**Exercise description:**
From the line with "Where can the front bumper" through the final line, transcribe the material below character for character; include no other lines.

**Input records:**

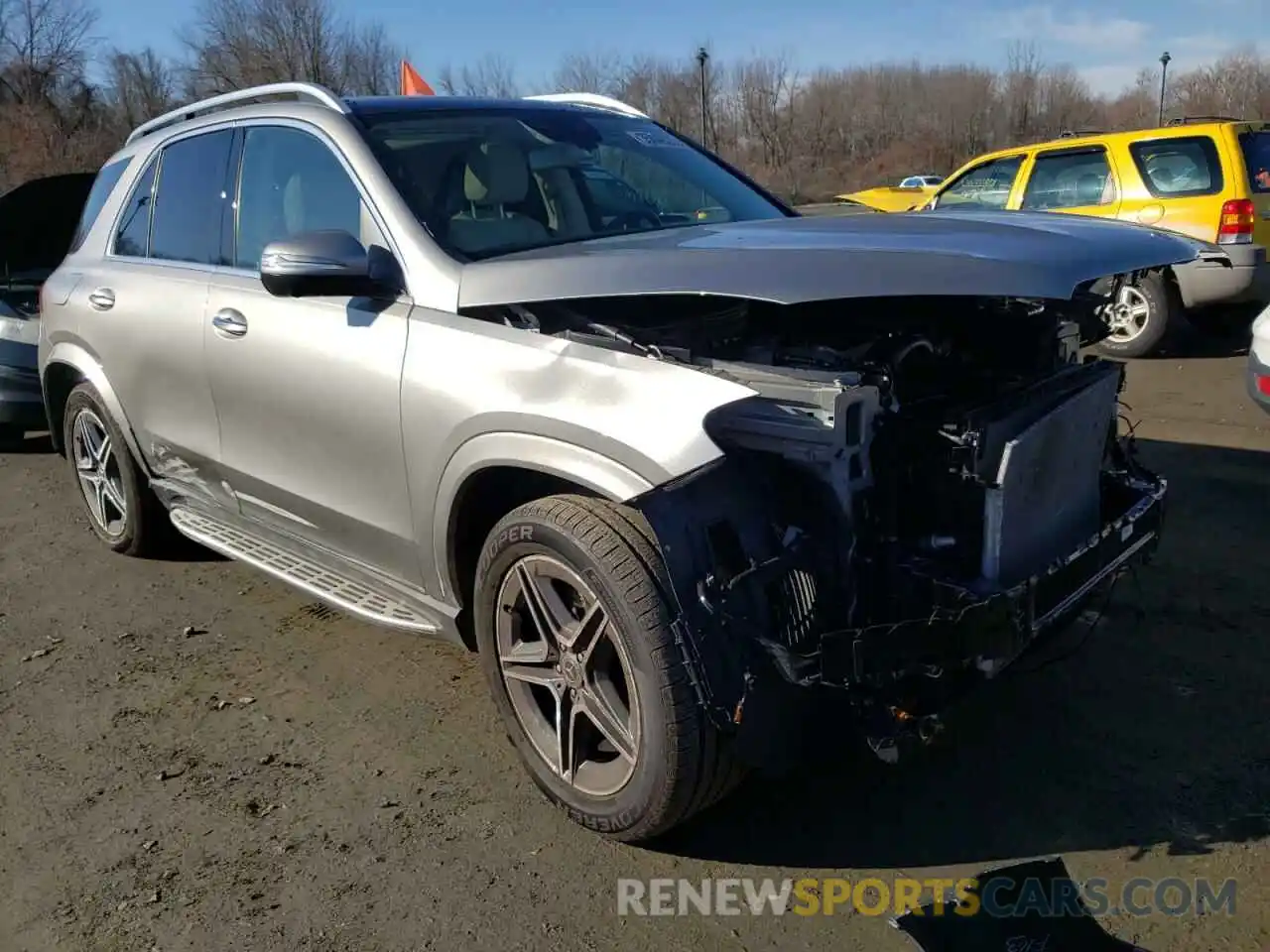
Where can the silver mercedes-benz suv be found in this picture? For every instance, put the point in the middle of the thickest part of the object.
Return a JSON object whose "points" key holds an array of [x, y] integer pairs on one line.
{"points": [[547, 379]]}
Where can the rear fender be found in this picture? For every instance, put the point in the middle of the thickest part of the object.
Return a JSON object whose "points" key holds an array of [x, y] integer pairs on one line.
{"points": [[90, 370]]}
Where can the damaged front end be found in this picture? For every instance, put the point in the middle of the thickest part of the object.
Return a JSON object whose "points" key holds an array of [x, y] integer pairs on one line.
{"points": [[898, 513]]}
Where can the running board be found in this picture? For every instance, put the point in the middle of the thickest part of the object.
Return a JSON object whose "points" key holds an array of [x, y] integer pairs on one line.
{"points": [[357, 598]]}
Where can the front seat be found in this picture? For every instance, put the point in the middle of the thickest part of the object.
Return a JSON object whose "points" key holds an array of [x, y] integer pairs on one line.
{"points": [[497, 176]]}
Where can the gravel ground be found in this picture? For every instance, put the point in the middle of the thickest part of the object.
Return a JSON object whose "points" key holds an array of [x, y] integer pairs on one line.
{"points": [[195, 758]]}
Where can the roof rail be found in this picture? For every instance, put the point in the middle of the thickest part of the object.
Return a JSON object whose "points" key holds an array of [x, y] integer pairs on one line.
{"points": [[1189, 119], [302, 90], [594, 100]]}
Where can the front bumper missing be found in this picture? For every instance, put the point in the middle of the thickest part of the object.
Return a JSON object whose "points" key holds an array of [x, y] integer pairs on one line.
{"points": [[774, 630], [993, 629]]}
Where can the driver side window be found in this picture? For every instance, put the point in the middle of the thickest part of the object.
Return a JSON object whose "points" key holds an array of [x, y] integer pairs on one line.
{"points": [[985, 185], [293, 182]]}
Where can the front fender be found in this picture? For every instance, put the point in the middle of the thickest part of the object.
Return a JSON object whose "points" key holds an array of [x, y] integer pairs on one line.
{"points": [[68, 354], [527, 451]]}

**Correct output:**
Where can the front bumper missing be found in this picture? For every instance, put the point in the middle of the thickest part of the object.
Return a JSON object whose "points" key holds an array of [x, y] integer pairs on one line.
{"points": [[774, 630], [993, 629]]}
Where can the driver side window be found in this picture? For every instance, put the point in the middle of the thickest part of the object.
Return a JSON object whose "points" key holds an array of [x, y] integer pairs on one line.
{"points": [[985, 185], [293, 182]]}
Where can the front fender be found in this picture? For every instance, put the point in the middle of the thickest part of the object.
Return a JSON object whose "points" key holds an array of [x, y] integer pairs on one line.
{"points": [[68, 354], [527, 451]]}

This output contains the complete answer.